:: STATED EXERCISE ::
Lay out every line of the listing below as a Markdown table with two columns, Row and Text. Number the rows in order and leave out any blank lines.

# start of LISTED ENTRIES

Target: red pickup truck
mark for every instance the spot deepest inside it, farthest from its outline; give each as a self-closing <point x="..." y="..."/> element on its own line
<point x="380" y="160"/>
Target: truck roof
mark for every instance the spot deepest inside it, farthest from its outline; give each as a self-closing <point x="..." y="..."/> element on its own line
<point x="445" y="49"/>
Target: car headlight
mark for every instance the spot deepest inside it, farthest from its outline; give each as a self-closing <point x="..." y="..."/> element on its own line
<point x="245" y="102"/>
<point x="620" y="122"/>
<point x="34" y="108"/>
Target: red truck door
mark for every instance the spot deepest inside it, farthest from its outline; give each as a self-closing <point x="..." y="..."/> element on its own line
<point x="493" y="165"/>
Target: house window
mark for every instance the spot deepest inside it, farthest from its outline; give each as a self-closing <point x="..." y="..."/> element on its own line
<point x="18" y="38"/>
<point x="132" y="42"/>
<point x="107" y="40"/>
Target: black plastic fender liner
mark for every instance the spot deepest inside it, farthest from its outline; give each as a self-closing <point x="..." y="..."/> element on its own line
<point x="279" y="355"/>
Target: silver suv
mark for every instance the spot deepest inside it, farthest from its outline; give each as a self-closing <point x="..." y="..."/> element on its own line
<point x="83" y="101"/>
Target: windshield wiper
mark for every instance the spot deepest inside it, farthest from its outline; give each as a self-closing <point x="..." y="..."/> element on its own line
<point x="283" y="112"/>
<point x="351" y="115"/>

# end of LISTED ENTRIES

:: RIGHT ANSWER ::
| Row | Text |
|---|---|
| 1 | Target: red pickup truck |
| 2 | mark for every instance the spot deepest inside it, farthest from its outline; give each as a self-closing <point x="..." y="..."/> element on its own line |
| 3 | <point x="380" y="160"/> |
| 4 | Target: truck roof |
| 5 | mark for every instance the spot deepest inside it, farthest from its outline; give each as a self-closing <point x="..." y="..."/> element on its own line |
| 6 | <point x="445" y="49"/> |
| 7 | Target: car headlight |
| 8 | mark for every instance the spot deepest inside it, farthest from its outline; give each as a self-closing <point x="..." y="..."/> element on its own line |
| 9 | <point x="245" y="102"/> |
| 10 | <point x="620" y="122"/> |
| 11 | <point x="34" y="108"/> |
| 12 | Target: red truck door |
| 13 | mark for every instance the spot deepest inside it, farthest from its outline; give each as a self-closing <point x="..." y="..."/> element on its own line |
| 14 | <point x="493" y="165"/> |
| 15 | Target: house window |
| 16 | mark for every instance the spot deepest inside it, farthest from its outline; give each as a self-closing <point x="..." y="..."/> element on its own line |
| 17 | <point x="18" y="38"/> |
| 18 | <point x="132" y="42"/> |
| 19 | <point x="107" y="40"/> |
| 20 | Target: black plastic fender liner |
| 21 | mark for every instance the spot deepest inside it, farthest from its outline; give each as a self-closing <point x="..." y="..."/> element on its own line |
| 22 | <point x="279" y="355"/> |
| 23 | Target: silver suv |
| 24 | mark for every instance the spot deepest inside it, farthest from its outline; give each as a self-closing <point x="..." y="..."/> element on its own line |
| 25 | <point x="83" y="101"/> |
| 26 | Target: windshield wiper |
| 27 | mark for every instance the spot deepest inside it, farthest from its outline; give each as a self-closing <point x="..." y="..."/> element on its own line |
| 28 | <point x="283" y="112"/> |
| 29 | <point x="351" y="115"/> |